The greatest risk associated with geothermal energy production is thermal pollution. Hot water released into streams kill fish and stunt the vegetation around the streams. This affects the food sources for animals nearby. Geothermal plants can also be very noisy as well as being esthetically unpleasing. Minerals tend to build up in the pipelines through which the water is transported. Some are valuable, such as gold and silver (although usually the amount found is so small it is not worth mining) however, others are toxic, such as arsenic. If released into the environment, these toxins can be harmful to humans, animals, and vegetation. Therefore they must be disposed of as toxic waste. A possible problem that has never occurred but worries some, is the possibility that re-injecting the water in bedrock could reactivate fracture systems and cause earthquakes (Environmental Geology 2000).
Image obtained from http://geothermal.marin.org/
Geological Setting Necessary for Geothermal Plants
Geothermal plants can only be built in areas that have enough ground heat to warm water to super high temperatures. Heat of that magnitude is created by volcanic activity. Movement of tectonic plates below the earth's surface causes volcanic activity. As plates collide into each other, mountains are built. This activity causes magma (hot, molten rock) to rise to the earth's surface. As plates move apart from each other or subduct beneath one another, molten rock rises up to fill the new rift (Encarta.msn). Many times however, the magma doesn't make it to the surface, and large magma chambers are formed underground. Groundwater is then heated by coming in contact with the magma. The supply of groundwater is replenished as rain and snow melt run off by nearby mountain peaks and seep into the ground through faults (Mammothpacific). Often times, the best place for a geothermal plant is not necessarily a geyser or fumarole, but an underground circulating zone of water near a magma chamber. This is because heat is stored better in these areas, whereas much of it is lost through natural openings in the earth. Magma with high silica content tends to store more heat, and is therefore more efficient for heating groundwater. The heat that an area is able to produce is measured by the geothermal gradient (degrees per kilometer). A steeper geothermal gradient signifies that that there is hot molten rock nearer to the surface of the earth (Environmental Geology 2000).

------

[Exercise description]
Answer these questions from the geothermal energy excerpt above:
(a) Which toxic mineral does the text name as building up in pipelines?
(b) In what units is the geothermal gradient measured?
(c) What kind of magma tends to store more heat?

[Supplied information]
------

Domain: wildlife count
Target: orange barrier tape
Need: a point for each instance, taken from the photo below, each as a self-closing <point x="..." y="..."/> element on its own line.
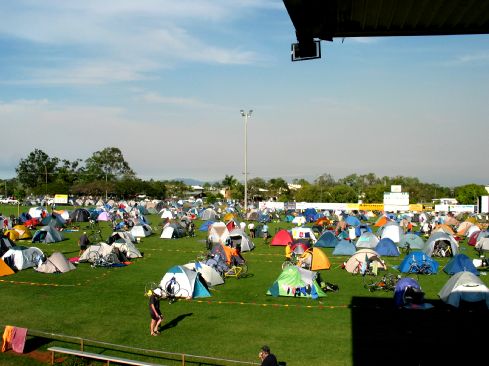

------

[Expected output]
(a) Arsenic.
(b) Degrees per kilometer.
(c) Magma with high silica content.